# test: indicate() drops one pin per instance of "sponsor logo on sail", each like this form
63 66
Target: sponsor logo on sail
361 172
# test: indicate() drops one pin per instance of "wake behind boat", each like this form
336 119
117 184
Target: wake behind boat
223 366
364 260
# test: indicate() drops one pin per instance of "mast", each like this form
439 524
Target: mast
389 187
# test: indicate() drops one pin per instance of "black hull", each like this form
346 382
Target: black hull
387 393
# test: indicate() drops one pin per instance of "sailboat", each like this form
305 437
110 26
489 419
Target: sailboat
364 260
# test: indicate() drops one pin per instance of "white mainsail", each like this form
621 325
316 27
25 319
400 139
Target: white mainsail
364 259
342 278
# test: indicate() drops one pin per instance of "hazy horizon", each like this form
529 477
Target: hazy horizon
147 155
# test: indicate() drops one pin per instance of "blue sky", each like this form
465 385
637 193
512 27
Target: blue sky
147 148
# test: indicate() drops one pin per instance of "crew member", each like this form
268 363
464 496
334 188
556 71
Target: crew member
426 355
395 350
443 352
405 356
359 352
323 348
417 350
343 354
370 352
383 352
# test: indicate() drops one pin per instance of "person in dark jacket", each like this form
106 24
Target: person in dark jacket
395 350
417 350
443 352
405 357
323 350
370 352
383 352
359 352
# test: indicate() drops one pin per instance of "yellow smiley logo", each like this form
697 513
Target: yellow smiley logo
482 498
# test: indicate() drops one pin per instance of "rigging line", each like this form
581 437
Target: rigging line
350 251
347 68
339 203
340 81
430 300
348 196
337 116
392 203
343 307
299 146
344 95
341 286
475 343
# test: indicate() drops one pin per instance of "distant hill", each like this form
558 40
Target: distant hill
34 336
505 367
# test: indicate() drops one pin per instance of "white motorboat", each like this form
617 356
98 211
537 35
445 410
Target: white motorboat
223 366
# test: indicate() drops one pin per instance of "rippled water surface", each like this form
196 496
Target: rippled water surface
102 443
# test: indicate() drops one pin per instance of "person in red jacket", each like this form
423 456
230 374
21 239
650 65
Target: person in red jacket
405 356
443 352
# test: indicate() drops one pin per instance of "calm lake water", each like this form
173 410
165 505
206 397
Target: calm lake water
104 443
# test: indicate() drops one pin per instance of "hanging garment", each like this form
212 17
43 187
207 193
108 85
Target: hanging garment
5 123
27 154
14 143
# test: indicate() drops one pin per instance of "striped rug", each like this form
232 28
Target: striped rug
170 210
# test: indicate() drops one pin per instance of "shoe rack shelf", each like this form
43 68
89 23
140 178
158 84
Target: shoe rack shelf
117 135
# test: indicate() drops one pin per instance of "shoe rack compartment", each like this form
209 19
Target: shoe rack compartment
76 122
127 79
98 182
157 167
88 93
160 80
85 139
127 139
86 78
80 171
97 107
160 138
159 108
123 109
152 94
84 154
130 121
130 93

------------

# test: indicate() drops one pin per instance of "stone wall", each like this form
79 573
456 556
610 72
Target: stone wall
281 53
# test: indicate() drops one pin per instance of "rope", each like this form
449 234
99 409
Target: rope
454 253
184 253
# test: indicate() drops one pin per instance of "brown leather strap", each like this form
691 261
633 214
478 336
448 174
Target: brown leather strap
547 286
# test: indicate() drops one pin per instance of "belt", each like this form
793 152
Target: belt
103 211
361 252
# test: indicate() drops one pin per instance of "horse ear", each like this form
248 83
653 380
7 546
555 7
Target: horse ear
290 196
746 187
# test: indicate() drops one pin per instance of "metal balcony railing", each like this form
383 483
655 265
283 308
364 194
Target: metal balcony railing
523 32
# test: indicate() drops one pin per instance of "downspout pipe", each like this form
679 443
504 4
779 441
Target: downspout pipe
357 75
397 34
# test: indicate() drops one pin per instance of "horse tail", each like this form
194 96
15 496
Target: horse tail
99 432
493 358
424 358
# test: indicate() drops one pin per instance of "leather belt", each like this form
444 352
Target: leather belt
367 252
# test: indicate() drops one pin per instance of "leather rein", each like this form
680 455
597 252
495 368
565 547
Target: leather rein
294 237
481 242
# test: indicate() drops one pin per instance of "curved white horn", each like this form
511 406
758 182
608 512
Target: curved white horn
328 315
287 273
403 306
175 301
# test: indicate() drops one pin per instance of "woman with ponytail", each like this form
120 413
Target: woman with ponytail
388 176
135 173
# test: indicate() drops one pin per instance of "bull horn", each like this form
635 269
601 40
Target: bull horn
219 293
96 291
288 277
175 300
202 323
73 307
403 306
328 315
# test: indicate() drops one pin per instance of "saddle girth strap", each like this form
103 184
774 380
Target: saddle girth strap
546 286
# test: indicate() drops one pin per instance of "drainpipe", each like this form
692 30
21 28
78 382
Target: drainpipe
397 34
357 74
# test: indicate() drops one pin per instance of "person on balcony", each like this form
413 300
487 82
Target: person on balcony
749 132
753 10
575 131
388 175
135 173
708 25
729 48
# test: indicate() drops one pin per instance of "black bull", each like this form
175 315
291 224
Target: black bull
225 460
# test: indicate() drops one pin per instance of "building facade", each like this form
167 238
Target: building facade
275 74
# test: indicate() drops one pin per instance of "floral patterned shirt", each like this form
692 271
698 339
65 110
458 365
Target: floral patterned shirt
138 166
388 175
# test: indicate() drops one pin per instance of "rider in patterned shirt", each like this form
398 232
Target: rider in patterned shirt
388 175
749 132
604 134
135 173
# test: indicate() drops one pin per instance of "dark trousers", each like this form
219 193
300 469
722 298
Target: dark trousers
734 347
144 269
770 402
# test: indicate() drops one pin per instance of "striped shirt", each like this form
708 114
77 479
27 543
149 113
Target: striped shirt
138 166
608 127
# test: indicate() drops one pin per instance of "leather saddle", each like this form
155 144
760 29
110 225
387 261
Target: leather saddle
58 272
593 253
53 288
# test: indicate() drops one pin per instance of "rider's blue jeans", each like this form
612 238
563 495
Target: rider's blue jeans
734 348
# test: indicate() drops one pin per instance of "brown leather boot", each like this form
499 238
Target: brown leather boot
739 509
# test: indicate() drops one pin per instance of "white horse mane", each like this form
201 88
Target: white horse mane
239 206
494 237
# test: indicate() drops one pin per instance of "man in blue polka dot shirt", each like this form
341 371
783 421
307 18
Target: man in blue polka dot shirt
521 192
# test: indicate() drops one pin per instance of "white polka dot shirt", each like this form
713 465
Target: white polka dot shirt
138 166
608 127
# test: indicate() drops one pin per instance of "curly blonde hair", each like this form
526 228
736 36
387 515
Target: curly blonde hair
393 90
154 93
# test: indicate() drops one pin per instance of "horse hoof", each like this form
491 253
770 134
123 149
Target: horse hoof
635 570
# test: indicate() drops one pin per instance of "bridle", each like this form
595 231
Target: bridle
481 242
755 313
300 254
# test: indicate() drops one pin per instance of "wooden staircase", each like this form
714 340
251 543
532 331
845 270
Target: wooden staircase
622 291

------------

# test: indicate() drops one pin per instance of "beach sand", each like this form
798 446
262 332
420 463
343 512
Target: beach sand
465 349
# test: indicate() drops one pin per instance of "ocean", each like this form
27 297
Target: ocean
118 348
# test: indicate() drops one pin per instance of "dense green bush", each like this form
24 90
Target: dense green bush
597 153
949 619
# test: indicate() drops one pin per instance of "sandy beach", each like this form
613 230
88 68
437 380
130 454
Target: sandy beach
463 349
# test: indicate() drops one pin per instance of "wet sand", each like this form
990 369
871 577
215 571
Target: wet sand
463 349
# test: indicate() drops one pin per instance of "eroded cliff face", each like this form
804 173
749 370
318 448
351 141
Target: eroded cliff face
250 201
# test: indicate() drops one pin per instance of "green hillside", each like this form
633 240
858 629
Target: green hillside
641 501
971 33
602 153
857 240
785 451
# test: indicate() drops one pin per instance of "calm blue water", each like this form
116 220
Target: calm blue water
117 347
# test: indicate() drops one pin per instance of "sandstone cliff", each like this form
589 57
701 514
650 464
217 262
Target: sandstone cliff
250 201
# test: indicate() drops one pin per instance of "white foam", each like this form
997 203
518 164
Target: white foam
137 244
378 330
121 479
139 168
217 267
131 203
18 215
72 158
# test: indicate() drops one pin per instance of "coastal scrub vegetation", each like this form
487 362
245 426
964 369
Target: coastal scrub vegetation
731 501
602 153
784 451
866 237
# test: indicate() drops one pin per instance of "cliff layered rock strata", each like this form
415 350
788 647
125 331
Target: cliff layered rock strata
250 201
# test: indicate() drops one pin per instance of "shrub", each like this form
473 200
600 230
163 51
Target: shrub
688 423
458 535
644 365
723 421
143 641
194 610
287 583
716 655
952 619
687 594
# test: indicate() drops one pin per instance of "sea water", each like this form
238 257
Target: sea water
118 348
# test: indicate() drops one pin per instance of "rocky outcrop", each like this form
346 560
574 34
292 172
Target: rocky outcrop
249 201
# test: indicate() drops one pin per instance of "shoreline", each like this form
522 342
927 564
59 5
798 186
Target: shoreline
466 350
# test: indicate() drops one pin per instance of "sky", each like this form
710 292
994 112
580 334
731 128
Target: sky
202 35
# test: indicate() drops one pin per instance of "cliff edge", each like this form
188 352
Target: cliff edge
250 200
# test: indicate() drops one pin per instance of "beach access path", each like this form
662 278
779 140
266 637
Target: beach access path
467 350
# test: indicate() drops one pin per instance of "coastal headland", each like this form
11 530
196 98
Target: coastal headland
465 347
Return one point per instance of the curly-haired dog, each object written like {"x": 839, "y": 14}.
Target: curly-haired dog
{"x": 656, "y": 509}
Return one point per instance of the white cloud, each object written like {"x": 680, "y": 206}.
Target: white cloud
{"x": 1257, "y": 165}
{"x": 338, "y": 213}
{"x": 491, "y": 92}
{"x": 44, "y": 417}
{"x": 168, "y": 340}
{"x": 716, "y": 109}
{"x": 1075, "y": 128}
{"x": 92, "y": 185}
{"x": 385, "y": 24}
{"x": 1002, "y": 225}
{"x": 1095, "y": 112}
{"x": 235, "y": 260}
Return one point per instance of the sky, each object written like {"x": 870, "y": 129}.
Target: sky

------------

_Description of the task_
Please identify every line in the data above that contains the string "ponytail", and copy each of those lines. Matching is case-sensitive.

_Expected answer_
# test: indicate() drops one pin per instance of "woman with ponytail", each like this form
Target: woman with ponytail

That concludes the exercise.